[Trecho do documento]

────────────────

Sexo com robôs

Claro, já tem campanha contra e, claro, que fala em ética. Transar com um robô ou uma roboa ? ou será roboazuda? ? seria …

Claro, já tem campanha contra e, claro, que fala em ética. Transar com um robô ou uma roboa - ou será roboazuda? - seria uma abominação, tornaria homens e mulheres mais coisificados, na medida em que dá a eles um relacionamento onde têm o poder total. Confesso que acho graça. Ninguém fala em ética se o fulano ou fulana tem um relacionamento com a própria mão, onde tem poder total. Ou um relacionamento ardente com uma vagina de silicone ou um vibrador dos mais variados tamanhos e formatos - e bivolt ainda por cima. Como disse Gore Vidal, se a normalidade é medida em números, a masturbação é a forma normal de sexo por excelência. Importa tanto a forma como essa masturbação é feita? Talvez. Parece mais fácil levar a sério uma boneca que a mão, mas, convenhamos, aí estaríamos em território psicanalítico dos mais cabeludos.
Li que mais de um fulano se casou com sua roboa. Parece patético, não? Ou muito triste, o que é uma redundância, temo. Mas vamos julgar isso moralmente? Está na cara que a realidade é demais pra essa pessoa, que ela precisa de um modelo de mundo mais acessível, mais simples. De uma certa forma, todos nós fazemos isso: nos adaptamos até onde podemos ao mundo e daí pra frente adaptamos o mundo às nossas carências. Sem falar que parece menos estranho se casar com uma roboa do que com uma cadela, por mais amestrada que seja. E dá menos trabalho.

────────────────

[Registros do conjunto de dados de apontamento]
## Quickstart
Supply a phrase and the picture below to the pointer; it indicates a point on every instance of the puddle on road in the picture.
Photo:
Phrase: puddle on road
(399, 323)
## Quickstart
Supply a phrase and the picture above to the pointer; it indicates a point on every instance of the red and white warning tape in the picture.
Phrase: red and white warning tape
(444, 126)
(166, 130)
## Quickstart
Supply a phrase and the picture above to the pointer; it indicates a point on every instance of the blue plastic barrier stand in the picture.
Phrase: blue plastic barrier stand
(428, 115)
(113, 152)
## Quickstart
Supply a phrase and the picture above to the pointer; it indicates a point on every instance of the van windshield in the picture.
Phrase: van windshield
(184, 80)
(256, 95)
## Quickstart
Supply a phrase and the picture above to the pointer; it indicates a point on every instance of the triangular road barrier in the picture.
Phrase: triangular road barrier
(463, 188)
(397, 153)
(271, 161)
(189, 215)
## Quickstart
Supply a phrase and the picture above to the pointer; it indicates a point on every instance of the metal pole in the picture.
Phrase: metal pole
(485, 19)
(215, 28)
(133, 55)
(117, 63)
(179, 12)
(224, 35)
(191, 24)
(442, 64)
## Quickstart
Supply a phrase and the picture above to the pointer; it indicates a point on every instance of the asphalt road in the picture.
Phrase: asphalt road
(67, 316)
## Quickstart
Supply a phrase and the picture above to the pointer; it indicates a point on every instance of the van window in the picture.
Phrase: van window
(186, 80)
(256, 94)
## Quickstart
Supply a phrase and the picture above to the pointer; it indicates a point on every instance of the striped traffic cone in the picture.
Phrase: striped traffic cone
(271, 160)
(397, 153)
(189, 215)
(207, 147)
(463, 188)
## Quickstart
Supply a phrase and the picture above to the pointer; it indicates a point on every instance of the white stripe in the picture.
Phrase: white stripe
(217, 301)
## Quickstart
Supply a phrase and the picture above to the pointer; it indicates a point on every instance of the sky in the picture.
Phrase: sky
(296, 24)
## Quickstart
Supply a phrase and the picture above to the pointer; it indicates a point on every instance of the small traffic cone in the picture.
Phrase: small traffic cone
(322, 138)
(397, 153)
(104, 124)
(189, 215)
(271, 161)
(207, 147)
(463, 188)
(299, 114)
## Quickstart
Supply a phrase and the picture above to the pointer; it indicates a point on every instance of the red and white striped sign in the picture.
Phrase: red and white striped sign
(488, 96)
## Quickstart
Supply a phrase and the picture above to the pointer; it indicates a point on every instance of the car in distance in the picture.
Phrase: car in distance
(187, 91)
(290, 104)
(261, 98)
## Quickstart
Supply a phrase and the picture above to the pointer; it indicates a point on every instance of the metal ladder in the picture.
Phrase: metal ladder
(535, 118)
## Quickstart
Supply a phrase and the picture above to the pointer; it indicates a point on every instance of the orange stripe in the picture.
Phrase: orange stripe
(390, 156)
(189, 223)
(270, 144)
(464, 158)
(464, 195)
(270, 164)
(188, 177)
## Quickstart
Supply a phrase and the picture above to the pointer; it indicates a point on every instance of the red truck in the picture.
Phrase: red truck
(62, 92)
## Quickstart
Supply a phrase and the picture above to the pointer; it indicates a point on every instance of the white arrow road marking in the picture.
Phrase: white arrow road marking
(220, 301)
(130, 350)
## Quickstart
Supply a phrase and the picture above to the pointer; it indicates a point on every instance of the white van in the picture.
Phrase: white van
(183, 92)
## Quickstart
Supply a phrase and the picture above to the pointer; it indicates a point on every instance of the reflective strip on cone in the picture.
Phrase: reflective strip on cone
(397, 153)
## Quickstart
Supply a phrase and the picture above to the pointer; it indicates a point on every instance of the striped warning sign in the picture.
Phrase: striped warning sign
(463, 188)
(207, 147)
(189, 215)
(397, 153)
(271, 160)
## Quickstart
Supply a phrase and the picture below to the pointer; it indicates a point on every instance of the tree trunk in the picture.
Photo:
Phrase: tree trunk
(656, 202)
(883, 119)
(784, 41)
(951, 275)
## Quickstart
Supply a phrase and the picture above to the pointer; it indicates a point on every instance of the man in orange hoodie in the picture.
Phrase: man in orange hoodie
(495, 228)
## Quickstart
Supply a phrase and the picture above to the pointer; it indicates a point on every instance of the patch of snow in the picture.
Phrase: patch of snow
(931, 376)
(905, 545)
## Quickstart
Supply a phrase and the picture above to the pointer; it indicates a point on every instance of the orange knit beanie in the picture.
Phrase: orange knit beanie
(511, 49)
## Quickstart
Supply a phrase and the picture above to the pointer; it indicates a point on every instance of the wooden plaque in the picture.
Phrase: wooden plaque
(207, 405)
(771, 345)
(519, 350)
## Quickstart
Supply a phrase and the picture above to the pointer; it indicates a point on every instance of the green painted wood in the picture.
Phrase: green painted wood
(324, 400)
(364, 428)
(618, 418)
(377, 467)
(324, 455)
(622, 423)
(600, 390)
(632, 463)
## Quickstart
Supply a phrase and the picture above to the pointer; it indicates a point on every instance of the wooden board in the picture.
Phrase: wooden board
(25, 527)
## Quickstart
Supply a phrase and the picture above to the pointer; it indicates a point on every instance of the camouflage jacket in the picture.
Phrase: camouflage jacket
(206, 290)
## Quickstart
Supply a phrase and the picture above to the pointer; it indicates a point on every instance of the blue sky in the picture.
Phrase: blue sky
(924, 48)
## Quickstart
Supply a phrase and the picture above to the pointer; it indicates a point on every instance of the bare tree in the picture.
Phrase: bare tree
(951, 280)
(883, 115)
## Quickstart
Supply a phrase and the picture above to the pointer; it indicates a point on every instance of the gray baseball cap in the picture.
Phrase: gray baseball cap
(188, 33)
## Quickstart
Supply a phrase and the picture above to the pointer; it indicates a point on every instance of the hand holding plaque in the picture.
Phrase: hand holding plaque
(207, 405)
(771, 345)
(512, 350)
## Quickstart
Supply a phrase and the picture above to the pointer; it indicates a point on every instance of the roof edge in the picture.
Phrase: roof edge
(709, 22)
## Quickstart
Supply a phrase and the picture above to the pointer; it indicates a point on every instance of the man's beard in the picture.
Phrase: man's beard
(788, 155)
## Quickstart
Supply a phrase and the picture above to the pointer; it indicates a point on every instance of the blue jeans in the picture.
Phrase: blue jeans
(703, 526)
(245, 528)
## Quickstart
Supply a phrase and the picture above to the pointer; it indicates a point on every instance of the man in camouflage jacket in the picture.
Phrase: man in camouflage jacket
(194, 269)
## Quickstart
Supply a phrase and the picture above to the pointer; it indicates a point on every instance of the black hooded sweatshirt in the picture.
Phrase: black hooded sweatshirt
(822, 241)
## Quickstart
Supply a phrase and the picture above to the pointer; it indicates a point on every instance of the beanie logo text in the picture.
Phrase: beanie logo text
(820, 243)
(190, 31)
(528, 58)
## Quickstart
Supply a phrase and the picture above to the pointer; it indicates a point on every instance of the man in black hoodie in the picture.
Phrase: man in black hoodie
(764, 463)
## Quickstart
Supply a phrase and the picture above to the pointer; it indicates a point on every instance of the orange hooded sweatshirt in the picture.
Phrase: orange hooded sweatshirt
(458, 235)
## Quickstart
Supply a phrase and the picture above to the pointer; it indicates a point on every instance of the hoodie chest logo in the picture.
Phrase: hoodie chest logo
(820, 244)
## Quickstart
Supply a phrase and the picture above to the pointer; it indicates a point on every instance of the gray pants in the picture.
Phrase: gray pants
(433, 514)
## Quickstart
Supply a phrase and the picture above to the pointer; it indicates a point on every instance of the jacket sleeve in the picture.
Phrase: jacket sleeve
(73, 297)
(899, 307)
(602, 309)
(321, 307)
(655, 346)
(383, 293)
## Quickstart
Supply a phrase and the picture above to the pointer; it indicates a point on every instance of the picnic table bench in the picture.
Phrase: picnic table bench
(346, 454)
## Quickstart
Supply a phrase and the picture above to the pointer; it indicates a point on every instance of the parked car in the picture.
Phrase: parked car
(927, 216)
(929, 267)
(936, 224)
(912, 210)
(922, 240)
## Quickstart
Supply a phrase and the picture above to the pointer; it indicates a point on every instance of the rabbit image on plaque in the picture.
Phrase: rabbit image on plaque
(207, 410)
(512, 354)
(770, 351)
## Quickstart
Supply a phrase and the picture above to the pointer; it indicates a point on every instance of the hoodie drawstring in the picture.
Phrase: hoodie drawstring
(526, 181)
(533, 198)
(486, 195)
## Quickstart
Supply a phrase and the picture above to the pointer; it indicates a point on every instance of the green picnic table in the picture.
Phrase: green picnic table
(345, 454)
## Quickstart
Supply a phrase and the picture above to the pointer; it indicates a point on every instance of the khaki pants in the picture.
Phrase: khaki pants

────────────────

[Problema proposto 1]
No texto sobre sexo com robôs, a quem é atribuída a ideia de que a masturbação é a forma normal de sexo por excelência?
[Problema proposto 2]
Segundo o texto sobre sexo com robôs, ninguém fala em ética quando alguém tem um relacionamento com certas coisas. Quais são elas?

[Resposta correta 1]
A Gore Vidal.

[Resposta correta 2]
A própria mão, uma vagina de silicone e um vibrador.